**The task**
Please repeat the lines below word for word, starting at the line that contains "segment --target dry" and stopping after the line that contains "116 104 L 112".

Segmentation dataset excerpts:

>> Begin

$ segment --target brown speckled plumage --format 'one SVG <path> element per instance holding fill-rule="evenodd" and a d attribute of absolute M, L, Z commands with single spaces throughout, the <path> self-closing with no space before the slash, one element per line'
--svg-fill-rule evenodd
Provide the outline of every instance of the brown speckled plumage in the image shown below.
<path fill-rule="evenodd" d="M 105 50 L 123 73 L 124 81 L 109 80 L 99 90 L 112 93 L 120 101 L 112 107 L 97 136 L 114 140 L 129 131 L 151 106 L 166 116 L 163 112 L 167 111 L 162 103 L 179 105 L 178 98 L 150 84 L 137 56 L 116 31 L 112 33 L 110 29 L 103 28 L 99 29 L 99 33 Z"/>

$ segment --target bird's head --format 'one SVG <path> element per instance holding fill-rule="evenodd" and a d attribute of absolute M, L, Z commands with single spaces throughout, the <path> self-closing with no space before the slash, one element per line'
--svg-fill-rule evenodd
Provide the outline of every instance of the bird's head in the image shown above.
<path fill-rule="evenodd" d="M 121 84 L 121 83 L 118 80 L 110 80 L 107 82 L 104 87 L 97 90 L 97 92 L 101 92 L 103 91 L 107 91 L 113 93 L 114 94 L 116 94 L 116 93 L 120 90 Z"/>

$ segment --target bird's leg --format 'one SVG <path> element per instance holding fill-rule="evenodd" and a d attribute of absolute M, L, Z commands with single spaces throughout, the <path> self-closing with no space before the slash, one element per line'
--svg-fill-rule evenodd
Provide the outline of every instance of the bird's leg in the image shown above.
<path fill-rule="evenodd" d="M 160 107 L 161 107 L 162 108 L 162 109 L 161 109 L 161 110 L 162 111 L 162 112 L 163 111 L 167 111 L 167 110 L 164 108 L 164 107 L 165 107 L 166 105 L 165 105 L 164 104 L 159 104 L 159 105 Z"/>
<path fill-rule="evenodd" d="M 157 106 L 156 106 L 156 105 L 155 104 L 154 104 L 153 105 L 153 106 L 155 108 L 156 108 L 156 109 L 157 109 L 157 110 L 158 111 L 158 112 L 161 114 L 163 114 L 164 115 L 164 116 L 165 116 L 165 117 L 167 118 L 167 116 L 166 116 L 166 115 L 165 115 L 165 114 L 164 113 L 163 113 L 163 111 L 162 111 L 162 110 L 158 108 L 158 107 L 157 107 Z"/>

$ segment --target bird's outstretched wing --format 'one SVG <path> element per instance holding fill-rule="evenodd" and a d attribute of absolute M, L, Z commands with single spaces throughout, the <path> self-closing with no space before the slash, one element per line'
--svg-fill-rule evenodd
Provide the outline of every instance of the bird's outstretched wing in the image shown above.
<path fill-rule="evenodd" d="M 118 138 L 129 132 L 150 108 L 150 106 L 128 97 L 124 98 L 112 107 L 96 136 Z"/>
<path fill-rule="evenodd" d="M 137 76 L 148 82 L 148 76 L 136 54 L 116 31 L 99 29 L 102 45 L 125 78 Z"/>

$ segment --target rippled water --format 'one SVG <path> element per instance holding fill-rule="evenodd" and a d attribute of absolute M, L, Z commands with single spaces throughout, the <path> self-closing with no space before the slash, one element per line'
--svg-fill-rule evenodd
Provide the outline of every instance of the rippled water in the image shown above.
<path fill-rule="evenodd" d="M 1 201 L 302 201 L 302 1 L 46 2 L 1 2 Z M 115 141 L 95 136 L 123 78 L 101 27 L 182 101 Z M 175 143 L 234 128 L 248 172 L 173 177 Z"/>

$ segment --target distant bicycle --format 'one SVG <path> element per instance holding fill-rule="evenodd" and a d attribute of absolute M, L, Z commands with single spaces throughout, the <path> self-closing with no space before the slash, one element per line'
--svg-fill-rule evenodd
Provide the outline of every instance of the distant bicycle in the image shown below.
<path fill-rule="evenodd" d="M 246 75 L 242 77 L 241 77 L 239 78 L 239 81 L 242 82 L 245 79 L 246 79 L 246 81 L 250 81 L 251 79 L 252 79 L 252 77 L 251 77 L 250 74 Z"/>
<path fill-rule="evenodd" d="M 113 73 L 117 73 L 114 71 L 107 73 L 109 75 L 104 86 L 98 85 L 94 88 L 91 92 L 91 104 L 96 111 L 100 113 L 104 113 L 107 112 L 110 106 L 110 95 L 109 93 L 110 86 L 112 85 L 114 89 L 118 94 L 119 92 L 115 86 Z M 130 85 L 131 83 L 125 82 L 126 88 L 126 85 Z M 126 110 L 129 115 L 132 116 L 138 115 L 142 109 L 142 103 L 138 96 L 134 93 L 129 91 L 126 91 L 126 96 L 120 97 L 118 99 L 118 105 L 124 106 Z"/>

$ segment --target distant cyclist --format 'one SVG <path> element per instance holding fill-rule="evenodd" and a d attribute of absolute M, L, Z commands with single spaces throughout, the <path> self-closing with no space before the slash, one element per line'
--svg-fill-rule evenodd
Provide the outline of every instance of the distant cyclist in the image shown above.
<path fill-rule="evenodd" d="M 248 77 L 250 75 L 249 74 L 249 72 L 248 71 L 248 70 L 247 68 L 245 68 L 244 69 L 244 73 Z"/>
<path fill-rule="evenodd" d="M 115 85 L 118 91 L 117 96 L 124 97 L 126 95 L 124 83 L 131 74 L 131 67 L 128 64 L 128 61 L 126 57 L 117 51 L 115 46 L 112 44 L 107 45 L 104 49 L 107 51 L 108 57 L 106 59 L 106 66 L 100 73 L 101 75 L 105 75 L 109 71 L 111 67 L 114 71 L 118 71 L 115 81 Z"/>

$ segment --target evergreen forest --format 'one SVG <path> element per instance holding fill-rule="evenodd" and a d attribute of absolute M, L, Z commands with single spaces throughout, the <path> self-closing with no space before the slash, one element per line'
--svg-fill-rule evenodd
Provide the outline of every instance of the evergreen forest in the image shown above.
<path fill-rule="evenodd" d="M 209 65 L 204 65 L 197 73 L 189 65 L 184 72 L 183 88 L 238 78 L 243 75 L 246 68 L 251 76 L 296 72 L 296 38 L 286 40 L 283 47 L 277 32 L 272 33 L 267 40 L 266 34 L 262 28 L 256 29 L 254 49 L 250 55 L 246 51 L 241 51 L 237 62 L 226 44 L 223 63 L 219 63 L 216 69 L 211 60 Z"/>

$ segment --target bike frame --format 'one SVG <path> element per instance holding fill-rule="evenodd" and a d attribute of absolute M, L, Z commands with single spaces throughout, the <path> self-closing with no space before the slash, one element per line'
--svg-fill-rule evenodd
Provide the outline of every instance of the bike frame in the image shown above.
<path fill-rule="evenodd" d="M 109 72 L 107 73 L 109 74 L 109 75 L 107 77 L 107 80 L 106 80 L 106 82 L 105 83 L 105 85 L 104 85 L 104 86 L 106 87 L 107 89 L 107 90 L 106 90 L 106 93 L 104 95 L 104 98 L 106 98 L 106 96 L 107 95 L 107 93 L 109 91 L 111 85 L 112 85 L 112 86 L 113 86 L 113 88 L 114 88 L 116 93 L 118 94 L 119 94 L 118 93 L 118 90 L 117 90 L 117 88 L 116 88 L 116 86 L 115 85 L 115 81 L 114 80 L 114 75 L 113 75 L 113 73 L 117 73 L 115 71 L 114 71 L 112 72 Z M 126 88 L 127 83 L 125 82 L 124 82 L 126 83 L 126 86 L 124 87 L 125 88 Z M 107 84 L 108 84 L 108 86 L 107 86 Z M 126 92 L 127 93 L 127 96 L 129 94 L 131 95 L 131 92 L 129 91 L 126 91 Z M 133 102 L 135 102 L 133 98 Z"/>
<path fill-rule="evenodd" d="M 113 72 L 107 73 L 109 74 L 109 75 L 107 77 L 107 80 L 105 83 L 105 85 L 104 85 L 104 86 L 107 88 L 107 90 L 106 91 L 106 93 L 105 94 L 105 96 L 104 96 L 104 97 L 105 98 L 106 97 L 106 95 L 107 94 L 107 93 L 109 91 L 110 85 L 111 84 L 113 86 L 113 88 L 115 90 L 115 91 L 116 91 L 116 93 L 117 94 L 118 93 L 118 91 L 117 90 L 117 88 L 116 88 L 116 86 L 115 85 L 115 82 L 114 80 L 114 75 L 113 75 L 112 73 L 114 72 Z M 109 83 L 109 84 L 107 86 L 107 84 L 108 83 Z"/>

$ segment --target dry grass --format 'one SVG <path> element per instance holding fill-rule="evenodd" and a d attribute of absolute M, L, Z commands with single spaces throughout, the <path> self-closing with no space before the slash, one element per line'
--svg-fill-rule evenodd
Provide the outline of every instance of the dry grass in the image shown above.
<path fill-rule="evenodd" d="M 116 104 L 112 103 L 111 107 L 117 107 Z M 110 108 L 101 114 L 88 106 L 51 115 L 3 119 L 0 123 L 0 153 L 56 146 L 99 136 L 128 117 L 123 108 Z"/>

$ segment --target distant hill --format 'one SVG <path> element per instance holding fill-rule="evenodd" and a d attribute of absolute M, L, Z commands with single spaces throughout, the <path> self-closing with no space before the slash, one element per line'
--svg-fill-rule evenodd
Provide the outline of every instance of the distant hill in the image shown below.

>> End

**Output for this task**
$ segment --target dry grass --format 'one SVG <path> element per instance holding fill-rule="evenodd" and a d attribute of absolute M, L, Z commands with single spaces throughout, the <path> self-closing with no space before the slash, one element per line'
--svg-fill-rule evenodd
Provide the outline of every instance of the dry grass in the image shown above.
<path fill-rule="evenodd" d="M 116 104 L 112 103 L 111 107 L 117 107 Z M 110 108 L 101 114 L 88 106 L 51 115 L 3 119 L 0 123 L 0 153 L 56 146 L 99 136 L 128 117 L 123 108 Z"/>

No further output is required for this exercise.